Task A –
Answer these questions about the article on Lastminute's new London offices:
(i) Which company shares Lastminute's building in Hatton Garden?
(ii) In what area was Lastminute's long-time home before the move?
(iii) What sits next to the computer screens on the cabinets?
Task B – According to the article on Lastminute's new London offices, why are the walls on one side of the main atrium covered in hand-written notes?

Document excerpt –
━━━━━━━━━━━━━━━━

In-house tech team to drive Lastminute’s assault on SoLoMo

One-time gem of the UK online travel scene,, has moved to London’s jewellery quarter as it seeks to forge a dazzling future. A year after he took on the role, president Mathew Crummack tells Lee Hayhurst about his vision

New London offices and a refreshed focus on its core mission of providing five star experiences at three star prices is helping to reinvigorate, according to its new chief.

Although the latest announcement of a ‘rebrand’ in March met with a somewhat withering response from online travel insiders, under new president Matthew Crummack real change is happening.

This is no more evident than in the new offices Lastminute now resides in having moved out of its long-time, rather less streamlined, home in Victoria.

Now based in the London jewellery quarter of Hatton Garden, where it shares a building with online media agency Unique Digital, Crummack is trying to revive Lastminute’s ‘cheeky’ personality.

Any attempt to artificially manufacture such an identity would be seen through straight away by today’s savvy online shopper, but Crummack believes he has the right people and surroundings to succeed.

“What has perhaps evolved over the last year is we are very clear what we want to be as a business providing great five star experiences at three star prices in a last-minute window,” he said.

“We are not forcing ourselves on people, it’s an optional play and we need to make sure our option is very attractive.”

Crummack is conscious that Lastminute, although part of the global Travelocity and Sabre Holdings empire, must find an agility and responsiveness to local market conditions of its own.

So, even though the new offices have only been inhabited for a matter of months, already the walls on one side of the main atrium are littered with an assortment of hand-written notes.

Crummack explained these were all part of the process of encouraging staff to get involved with a more integrated and accessible technology team in the day-to-day development of the website.

Lastminute’s in-house web development team now reside along one side of the open plan office where on one set of cabinets sit computer screens displaying the latest iteration of its home page, currently being live tested, and iPad site.

Next to the screens is a suggestions box for those members of staff who come and play with the site to leave their thoughts.

━━━━━━━━━━━━━━━━

Given data –
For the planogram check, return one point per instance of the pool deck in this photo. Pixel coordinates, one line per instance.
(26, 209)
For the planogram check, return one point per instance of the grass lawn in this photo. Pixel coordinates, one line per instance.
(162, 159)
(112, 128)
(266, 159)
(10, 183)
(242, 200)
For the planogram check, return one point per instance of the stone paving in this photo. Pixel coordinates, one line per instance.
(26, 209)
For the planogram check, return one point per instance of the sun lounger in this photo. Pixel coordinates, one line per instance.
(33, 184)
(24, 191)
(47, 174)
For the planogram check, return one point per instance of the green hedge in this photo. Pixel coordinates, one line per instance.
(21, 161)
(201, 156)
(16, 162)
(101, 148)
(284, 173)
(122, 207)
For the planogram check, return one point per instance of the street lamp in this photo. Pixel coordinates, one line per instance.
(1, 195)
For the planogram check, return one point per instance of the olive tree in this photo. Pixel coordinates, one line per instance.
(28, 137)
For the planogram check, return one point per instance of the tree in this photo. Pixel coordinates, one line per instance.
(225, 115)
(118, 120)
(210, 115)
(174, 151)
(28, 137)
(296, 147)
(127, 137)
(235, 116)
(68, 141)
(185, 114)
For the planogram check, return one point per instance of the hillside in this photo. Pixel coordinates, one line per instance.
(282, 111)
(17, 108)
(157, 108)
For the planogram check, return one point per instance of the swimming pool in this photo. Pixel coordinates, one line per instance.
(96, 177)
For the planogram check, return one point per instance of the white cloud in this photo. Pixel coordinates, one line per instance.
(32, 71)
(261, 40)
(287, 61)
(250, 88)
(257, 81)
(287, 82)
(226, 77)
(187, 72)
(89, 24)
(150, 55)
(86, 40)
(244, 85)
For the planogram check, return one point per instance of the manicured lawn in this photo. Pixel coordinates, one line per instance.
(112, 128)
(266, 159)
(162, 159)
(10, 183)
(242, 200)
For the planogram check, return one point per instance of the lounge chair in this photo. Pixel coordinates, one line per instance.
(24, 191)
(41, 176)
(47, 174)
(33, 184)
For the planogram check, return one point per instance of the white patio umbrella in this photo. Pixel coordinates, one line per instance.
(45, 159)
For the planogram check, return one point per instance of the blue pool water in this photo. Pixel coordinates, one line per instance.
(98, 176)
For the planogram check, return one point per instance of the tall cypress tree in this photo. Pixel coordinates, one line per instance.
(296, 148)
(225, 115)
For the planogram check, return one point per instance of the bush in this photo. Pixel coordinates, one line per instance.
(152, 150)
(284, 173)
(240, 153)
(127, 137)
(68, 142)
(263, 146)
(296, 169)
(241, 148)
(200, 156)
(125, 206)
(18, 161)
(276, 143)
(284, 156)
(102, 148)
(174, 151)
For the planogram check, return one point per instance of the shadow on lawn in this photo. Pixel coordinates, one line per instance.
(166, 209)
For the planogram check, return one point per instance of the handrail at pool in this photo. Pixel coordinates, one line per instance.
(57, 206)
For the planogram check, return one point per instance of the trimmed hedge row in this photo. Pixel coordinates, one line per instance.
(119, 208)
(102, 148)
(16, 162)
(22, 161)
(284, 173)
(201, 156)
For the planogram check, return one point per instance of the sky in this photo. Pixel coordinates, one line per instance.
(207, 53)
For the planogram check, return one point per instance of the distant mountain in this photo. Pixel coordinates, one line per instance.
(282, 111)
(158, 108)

━━━━━━━━━━━━━━━━

Expected output A –
(i) Unique Digital, an online media agency.
(ii) Victoria.
(iii) A suggestions box for staff who try out the site to leave their thoughts.

Expected output B – Crummack knows that Lastminute must find its own agility and responsiveness to local market conditions. The notes are part of a process that encourages staff to take part, alongside a more integrated and accessible technology team, in the day-to-day development of the website.